**TO BE DONE:**
1) Copy out the full interview passage about taking up composing, word for word.
2) Count the lines in the listing that contain the string "image" and reply with the number alone.

[Start of TEXT EXTRACT]

Who or what inspired you to take up composing, and pursue a career in music?
I discovered my ability to compose almost by accident. I had always been active and in love with the performing arts, school plays, school and church choir’s amateur dramatics etc…. It all started for me when I began to write poetry, mostly autobiographical of childhood memories, life experiences and so on. Without any formal training, I found that I could create melodies by turning my poems into song; I seem to have a natural gift as a songwriter. The four pieces on the album ‘The Empty Room’ were written on guitar some time ago and although I was not able to transcribe them for symphony orchestra myself at that time, When I was eventually able to hear the music played by the ensemble I founded, I was more than delighted and promised myself that one day I would record and perform all of my music albeit ballads, folk, Americana but most importantly, orchestral. That time came a few years ago. Since that time I have produced four albums, written over thirty songs poems and produced two musical stage productions from albums.. All have been well received and proven very popular with a variety of audiences. I am ‘at one’ when I am performing!

[End of TEXT EXTRACT]
[Start of RECORDS SHOWN]

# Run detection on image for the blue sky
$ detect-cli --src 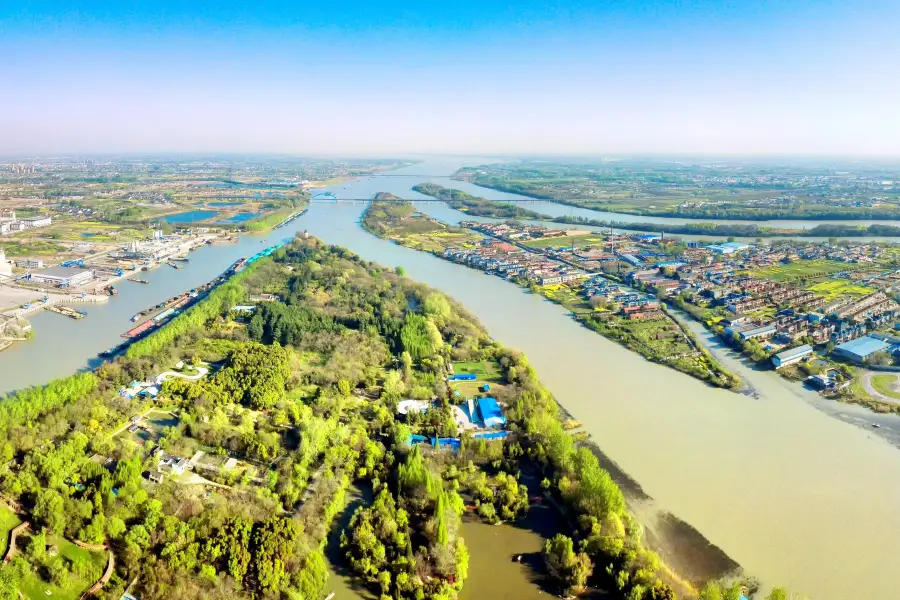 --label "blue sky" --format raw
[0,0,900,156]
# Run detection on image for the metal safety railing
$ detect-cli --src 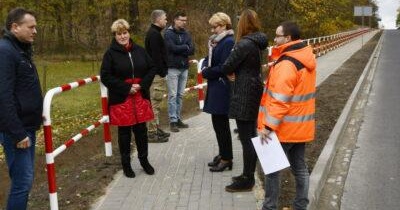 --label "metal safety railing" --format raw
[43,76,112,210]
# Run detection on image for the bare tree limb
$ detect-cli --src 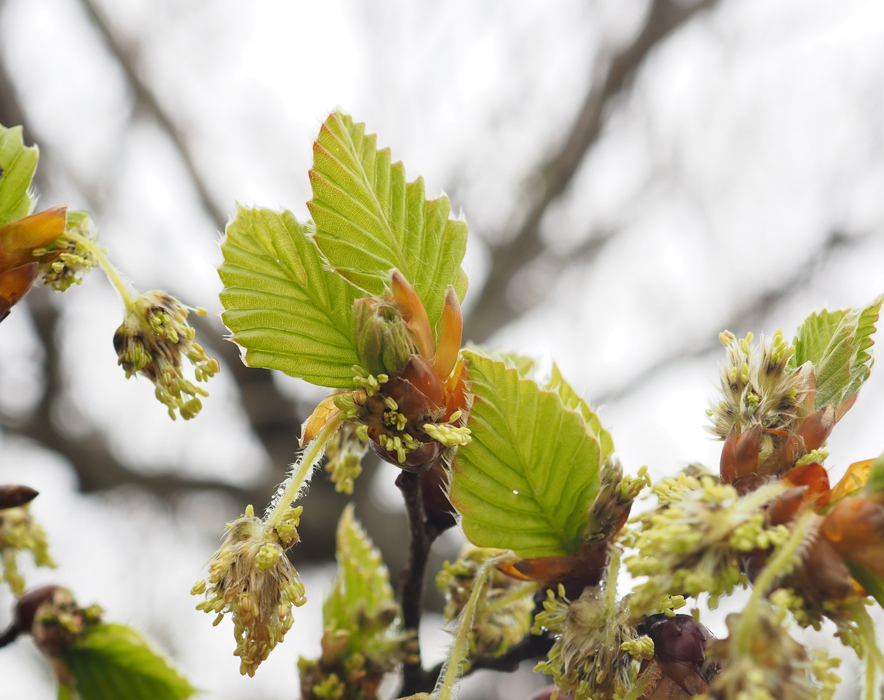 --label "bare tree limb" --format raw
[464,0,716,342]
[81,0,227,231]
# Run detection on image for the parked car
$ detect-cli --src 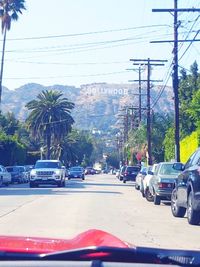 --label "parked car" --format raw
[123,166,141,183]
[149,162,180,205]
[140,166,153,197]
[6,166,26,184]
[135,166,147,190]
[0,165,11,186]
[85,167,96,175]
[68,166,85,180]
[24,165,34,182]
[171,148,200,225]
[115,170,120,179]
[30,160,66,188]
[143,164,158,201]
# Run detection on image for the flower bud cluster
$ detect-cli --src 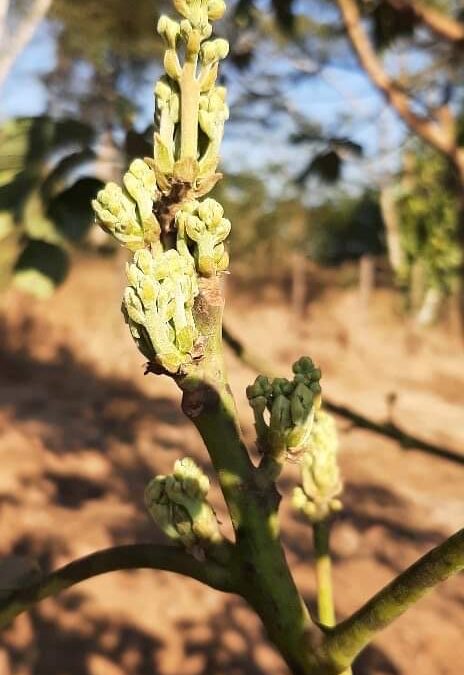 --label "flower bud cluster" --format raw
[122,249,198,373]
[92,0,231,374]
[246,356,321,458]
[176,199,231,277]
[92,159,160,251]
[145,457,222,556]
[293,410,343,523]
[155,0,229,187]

[End of RECORDS SHOWN]

**SOLUTIONS TO THE EXERCISE:**
1)
Who or what inspired you to take up composing, and pursue a career in music?
I discovered my ability to compose almost by accident. I had always been active and in love with the performing arts, school plays, school and church choir’s amateur dramatics etc…. It all started for me when I began to write poetry, mostly autobiographical of childhood memories, life experiences and so on. Without any formal training, I found that I could create melodies by turning my poems into song; I seem to have a natural gift as a songwriter. The four pieces on the album ‘The Empty Room’ were written on guitar some time ago and although I was not able to transcribe them for symphony orchestra myself at that time, When I was eventually able to hear the music played by the ensemble I founded, I was more than delighted and promised myself that one day I would record and perform all of my music albeit ballads, folk, Americana but most importantly, orchestral. That time came a few years ago. Since that time I have produced four albums, written over thirty songs poems and produced two musical stage productions from albums.. All have been well received and proven very popular with a variety of audiences. I am ‘at one’ when I am performing!

2) 5